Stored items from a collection
==========

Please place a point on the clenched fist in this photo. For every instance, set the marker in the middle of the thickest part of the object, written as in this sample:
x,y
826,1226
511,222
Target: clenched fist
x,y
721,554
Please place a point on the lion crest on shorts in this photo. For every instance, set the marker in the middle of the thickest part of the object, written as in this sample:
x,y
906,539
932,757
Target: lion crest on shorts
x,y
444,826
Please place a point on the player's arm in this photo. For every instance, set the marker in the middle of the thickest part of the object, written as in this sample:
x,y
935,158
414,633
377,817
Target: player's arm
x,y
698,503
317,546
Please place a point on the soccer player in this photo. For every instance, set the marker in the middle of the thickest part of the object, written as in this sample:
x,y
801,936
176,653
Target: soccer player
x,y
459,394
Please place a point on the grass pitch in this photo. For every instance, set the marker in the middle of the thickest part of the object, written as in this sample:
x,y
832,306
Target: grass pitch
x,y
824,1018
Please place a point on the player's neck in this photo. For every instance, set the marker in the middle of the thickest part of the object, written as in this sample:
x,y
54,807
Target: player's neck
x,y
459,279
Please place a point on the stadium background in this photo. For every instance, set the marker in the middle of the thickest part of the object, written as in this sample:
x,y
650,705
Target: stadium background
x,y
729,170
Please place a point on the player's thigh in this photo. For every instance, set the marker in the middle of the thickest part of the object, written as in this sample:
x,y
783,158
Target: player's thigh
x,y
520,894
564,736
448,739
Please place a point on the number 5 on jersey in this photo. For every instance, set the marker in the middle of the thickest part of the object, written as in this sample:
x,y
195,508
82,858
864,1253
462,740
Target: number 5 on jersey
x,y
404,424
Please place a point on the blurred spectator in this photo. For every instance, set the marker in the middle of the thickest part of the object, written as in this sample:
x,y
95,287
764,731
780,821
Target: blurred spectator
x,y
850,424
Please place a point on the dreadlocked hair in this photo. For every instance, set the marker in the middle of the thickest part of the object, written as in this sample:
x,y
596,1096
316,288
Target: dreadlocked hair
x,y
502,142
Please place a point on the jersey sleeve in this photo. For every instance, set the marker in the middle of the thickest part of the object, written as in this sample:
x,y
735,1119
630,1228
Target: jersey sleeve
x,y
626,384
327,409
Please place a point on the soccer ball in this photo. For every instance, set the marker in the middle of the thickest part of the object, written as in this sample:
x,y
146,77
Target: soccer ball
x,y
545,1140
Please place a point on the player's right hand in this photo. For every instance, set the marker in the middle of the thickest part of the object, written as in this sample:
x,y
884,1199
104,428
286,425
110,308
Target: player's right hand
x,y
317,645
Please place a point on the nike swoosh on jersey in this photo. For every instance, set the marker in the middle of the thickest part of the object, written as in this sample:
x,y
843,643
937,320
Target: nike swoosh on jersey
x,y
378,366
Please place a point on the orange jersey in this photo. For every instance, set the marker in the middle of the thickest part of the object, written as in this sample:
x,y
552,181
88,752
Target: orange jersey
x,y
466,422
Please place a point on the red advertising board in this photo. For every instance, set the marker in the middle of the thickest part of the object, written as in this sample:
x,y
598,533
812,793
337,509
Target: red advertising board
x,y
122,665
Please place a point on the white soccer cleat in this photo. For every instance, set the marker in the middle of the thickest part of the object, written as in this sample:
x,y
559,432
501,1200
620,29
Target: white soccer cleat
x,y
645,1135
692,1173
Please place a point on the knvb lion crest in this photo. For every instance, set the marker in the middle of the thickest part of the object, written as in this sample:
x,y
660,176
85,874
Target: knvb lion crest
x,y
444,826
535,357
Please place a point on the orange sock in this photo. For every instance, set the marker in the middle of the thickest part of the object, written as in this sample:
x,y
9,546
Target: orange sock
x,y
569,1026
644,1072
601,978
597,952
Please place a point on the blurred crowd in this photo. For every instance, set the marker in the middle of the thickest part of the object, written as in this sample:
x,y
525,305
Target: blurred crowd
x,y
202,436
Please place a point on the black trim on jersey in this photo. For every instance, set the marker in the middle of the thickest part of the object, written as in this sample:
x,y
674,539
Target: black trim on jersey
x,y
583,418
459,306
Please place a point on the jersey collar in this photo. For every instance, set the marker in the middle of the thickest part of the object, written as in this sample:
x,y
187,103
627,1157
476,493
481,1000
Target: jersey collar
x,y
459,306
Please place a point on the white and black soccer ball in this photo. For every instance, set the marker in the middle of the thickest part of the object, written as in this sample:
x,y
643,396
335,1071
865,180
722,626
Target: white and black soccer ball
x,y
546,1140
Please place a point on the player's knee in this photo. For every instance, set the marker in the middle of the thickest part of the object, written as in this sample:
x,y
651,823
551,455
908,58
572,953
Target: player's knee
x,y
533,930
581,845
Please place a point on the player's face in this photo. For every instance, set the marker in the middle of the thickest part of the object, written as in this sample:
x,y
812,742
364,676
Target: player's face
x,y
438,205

==========

**How to complete this task**.
Exactly reproduce every record.

**Problem solution**.
Please place a point on the clenched fist in this photo. For every instance, set the marker in the middle of the thickest part of the object, written as in this sample:
x,y
826,1226
511,222
Target: clenched fist
x,y
721,554
Please place a point on the lion crest on shorts in this photo. For every instance, set the marker in the middle of the thickest part of the object, written as in this sample:
x,y
906,539
932,757
Target: lion crest on shorts
x,y
444,826
Please place a point on the player's arm in this photo. For every instance, set the marker in the middle of the thickest part of the object, written as in this sample:
x,y
935,158
414,633
377,817
Target: player's arm
x,y
698,503
317,546
Please place a point on the soccer player in this photo. For every instance, set the marker in the middle of the thickest part of the object, written as in this sample:
x,y
801,936
176,653
Target: soccer player
x,y
459,394
Please place a point on the grass pitch in this photo. For every instance, set the marker in the middle of the thickest part of the object, written as in this sample:
x,y
832,306
Target: grass pitch
x,y
824,1018
Please place a point on the player's neck in this photo. For every instance, set the marker in the middle of the thickest part of the object, written as in this sample:
x,y
54,807
Target: player's neck
x,y
459,279
Please place a point on the stadium background in this photo. For every instance, set the marker in the middle of the thickest part of the object, written as in this sample:
x,y
650,705
Target: stadium background
x,y
729,170
Please place a point on the player's thigh in this photo. For every instance, set the marker in the middle of the thickest part of the object, written as in this sample:
x,y
783,158
Target: player's thigh
x,y
520,894
564,736
448,739
Please place a point on the number 5 on jersey in this photo. For every instance, set the marker in the middle of the thickest part of the object, written as in this sample:
x,y
195,508
82,858
864,1253
462,740
Target: number 5 on jersey
x,y
404,424
Please place a point on the blurred spectator in this photo. For every instance, set the marker in the middle of the thickest part of the object, written as in this sample:
x,y
95,287
764,731
780,821
Target: blurred spectator
x,y
850,424
Please place a point on the dreadlocked hair in this photo. For every instance, set the marker in the middle of the thickest part of the object, written as in this sample:
x,y
596,1096
316,288
Target: dreadlocked hair
x,y
502,142
Please place a point on the jersey sleeve in this photo. For every instance, set the marker in the middle of the thickest part of the object, written as in this sample:
x,y
735,1119
630,1228
Target: jersey sleeve
x,y
626,384
327,409
Please place a point on the soccer ball in this photo. For every instance, set the marker in the middle of the thickest part of the object, written as in this sample:
x,y
146,77
Target: soccer ball
x,y
545,1140
Please place a point on the player's right hand in this photo. For every instance, set the marker in the middle of the thickest part of the object, written as in this sample:
x,y
884,1199
104,428
286,425
110,308
Target: player's right hand
x,y
317,645
Please place a point on the nike swoosh on jersey in this photo. For every instance, set the marker in the middle of the thickest part of the object, written as in this sample:
x,y
843,643
937,320
Target: nike swoosh on jersey
x,y
378,366
Please place a point on the orange jersey in this photo. For every instance, set the marker in the middle of the thickest part of the object, written as in this sample:
x,y
552,181
88,752
Target: orange jersey
x,y
466,422
Please place a point on the red advertising board in this photo. For every instance, set the marker in the middle of the thickest part of the object, written as in this sample:
x,y
598,533
812,793
337,509
Target: red advertising board
x,y
122,665
Please place a point on the white soccer cleat in this photo. For every instance, set the marker in the middle of the thickest part of the object, written as in this sample:
x,y
559,432
501,1200
620,29
Target: white soccer cleat
x,y
645,1135
692,1173
Please place a point on the knvb lion crest in this photo. For every instance, set the marker in the middle of the thickest part of the object, written as in this sample:
x,y
660,176
85,874
Target: knvb lion crest
x,y
444,826
535,357
Please place a point on the orange sock in this photo. For every instance, set the marker in the middle of the thickest part of the object, written as in this sample:
x,y
9,546
Target: orange sock
x,y
569,1026
644,1072
601,978
597,952
Please place a point on the blurred crowd in this photo. For every instance, set the marker in the middle of the thickest part of the object, written as in this sample:
x,y
525,305
Target: blurred crowd
x,y
202,436
Please place a point on the black trim on jersey in this photo. For every instance, set the marker in the middle of the thickest part of the object, written as in this sample:
x,y
674,539
Target: black trim on jersey
x,y
583,418
459,306
Please place a point on the jersey collar in this photo. For every instance, set the marker in the middle of the thickest part of the object, written as in this sample:
x,y
187,103
627,1157
476,493
481,1000
Target: jersey collar
x,y
459,306
Please place a point on the white and black soccer ball in this photo. For every instance, set the marker in the middle of the thickest part of the object, written as in this sample:
x,y
643,396
335,1071
865,180
722,626
Target: white and black soccer ball
x,y
546,1140
Please place a point on the player's knee in this photo. For every instance, set the marker in the middle of the thickest part of the object, written as in this sample:
x,y
651,823
551,455
908,58
572,953
Target: player's knee
x,y
533,930
581,845
Please place a point on the player's face in this photo. For every instance, set the marker in the middle of the thickest part of the object, written as in this sample:
x,y
812,742
364,676
Target: player's face
x,y
438,205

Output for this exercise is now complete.